━━━━━ Material supplied ━━━━━
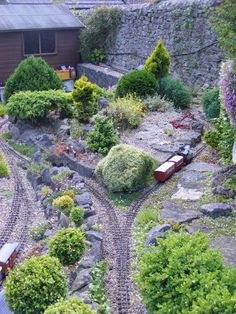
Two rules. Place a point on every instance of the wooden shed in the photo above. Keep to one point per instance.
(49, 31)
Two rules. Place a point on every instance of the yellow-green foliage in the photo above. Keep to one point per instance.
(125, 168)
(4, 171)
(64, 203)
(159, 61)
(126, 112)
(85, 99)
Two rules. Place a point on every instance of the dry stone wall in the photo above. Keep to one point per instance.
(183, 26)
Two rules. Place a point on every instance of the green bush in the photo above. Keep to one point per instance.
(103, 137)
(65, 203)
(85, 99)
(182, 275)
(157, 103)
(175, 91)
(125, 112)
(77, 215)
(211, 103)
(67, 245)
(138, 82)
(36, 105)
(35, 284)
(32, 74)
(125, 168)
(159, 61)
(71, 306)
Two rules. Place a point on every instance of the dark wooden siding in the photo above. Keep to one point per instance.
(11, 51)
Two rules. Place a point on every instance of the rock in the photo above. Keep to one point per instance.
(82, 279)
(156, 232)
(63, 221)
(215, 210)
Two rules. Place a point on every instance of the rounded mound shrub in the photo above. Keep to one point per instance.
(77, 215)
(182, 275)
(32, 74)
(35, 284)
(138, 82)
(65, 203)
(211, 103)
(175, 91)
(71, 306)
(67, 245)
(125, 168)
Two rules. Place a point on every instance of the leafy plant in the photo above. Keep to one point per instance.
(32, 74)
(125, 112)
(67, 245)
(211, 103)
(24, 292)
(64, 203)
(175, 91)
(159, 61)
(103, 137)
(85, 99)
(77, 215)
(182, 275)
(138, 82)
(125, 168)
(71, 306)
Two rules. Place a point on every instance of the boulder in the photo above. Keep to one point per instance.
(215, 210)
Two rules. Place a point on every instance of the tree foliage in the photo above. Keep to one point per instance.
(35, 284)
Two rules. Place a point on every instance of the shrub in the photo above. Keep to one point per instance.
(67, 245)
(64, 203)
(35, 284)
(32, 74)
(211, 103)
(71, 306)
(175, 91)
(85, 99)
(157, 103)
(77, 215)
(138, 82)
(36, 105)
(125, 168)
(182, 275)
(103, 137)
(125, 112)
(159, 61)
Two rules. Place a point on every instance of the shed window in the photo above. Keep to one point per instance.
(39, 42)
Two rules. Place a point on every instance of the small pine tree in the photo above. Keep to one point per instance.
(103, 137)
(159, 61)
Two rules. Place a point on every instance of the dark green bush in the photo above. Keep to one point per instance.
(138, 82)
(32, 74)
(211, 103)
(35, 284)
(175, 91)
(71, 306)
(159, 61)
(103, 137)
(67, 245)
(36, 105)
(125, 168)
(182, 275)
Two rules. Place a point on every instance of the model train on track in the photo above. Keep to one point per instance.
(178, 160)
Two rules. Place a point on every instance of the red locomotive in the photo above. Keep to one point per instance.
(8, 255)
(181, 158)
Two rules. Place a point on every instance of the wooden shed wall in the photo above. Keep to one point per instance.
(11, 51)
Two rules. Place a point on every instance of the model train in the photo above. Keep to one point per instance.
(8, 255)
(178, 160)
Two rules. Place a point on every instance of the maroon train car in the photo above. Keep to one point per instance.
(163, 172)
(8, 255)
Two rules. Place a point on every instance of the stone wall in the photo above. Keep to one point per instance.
━━━━━
(Required action): Pictures stay out, and every line of the records is transcribed exactly.

(Result of this exercise):
Two rules. Place a point on every instance of the wooden shed in the photo above. Keep to one point per instance.
(49, 31)
Two rules. Place a point on every instance of the yellow-green foliage in the photo above. Keep to one point per instance.
(125, 168)
(4, 171)
(64, 203)
(159, 61)
(126, 112)
(85, 99)
Two rules. Place a point on every instance of the dry stone wall in the photo above. Keep to one point per instance.
(183, 26)
Two rules. Place a point on every instance of the green bush in the photo above. Keep to one point per instance.
(103, 137)
(65, 203)
(85, 99)
(182, 275)
(157, 103)
(175, 91)
(125, 112)
(77, 215)
(211, 103)
(67, 245)
(138, 82)
(36, 105)
(35, 284)
(32, 74)
(125, 168)
(159, 61)
(71, 306)
Two rules. Place a point on every instance of the dark wooden siding in the photo above. Keep to one point per instance.
(11, 51)
Two rules. Place a point on every instance of the rock in the photo above. Keep to one point per instance.
(82, 279)
(156, 232)
(63, 221)
(215, 210)
Two rules. Place a point on every instance of the rounded mound shrub in the photo above. Keep to one point per instance.
(77, 215)
(182, 275)
(32, 74)
(35, 284)
(138, 82)
(65, 203)
(211, 103)
(175, 91)
(71, 306)
(67, 245)
(125, 168)
Two rules. Place a point on every instance of the leafy plant in the photo above. Keep to one point per instance.
(32, 74)
(125, 112)
(67, 245)
(211, 103)
(24, 292)
(64, 203)
(175, 91)
(159, 61)
(103, 137)
(85, 99)
(77, 215)
(182, 275)
(138, 82)
(125, 168)
(71, 306)
Two rules. Place a point on every instance of the boulder in the photo above. Keep to one point per instance.
(215, 210)
Two rules. Place a point on every instance of the tree foliage in the photo above. Keep to one point per instance.
(35, 284)
Two rules. Place a point on every instance of the shrub in the photo above. Keep to one point per instance.
(67, 245)
(64, 203)
(35, 284)
(32, 74)
(211, 103)
(71, 306)
(175, 91)
(85, 99)
(157, 103)
(77, 215)
(138, 82)
(36, 105)
(125, 168)
(182, 275)
(103, 137)
(125, 112)
(159, 61)
Two rules. Place a point on every instance of the shed window in the photo above. Keep to one point per instance.
(39, 42)
Two rules. Place a point on every instance of the small pine tree in the photo above. Keep to one point per instance.
(103, 137)
(159, 61)
Two rules. Place a point on every instance of the dark green bush in the photo above. Keep to one point per instance.
(138, 82)
(32, 74)
(211, 103)
(35, 284)
(175, 91)
(71, 306)
(159, 61)
(103, 137)
(67, 245)
(36, 105)
(125, 168)
(182, 275)
Two rules. Place a point on every instance of the model train on track in the photo above. Keep to one point per instance.
(178, 160)
Two rules. Place a point on every instance of the red locomotive in the photo above. Keep to one point per instance.
(8, 255)
(181, 158)
Two rules. Place a point on every instance of the wooden shed wall in the photo above. Keep to one point per instance.
(11, 51)
Two rules. Place a point on every instance of the model train in the photo above. Keep to one point per instance.
(8, 255)
(178, 160)
Two rules. Place a point on every instance of the maroon train car in the photo above. Keep to one point per instance.
(163, 172)
(8, 255)
Two rules. Place a point on every instance of the stone wall in the photo above. Keep to one point per instance.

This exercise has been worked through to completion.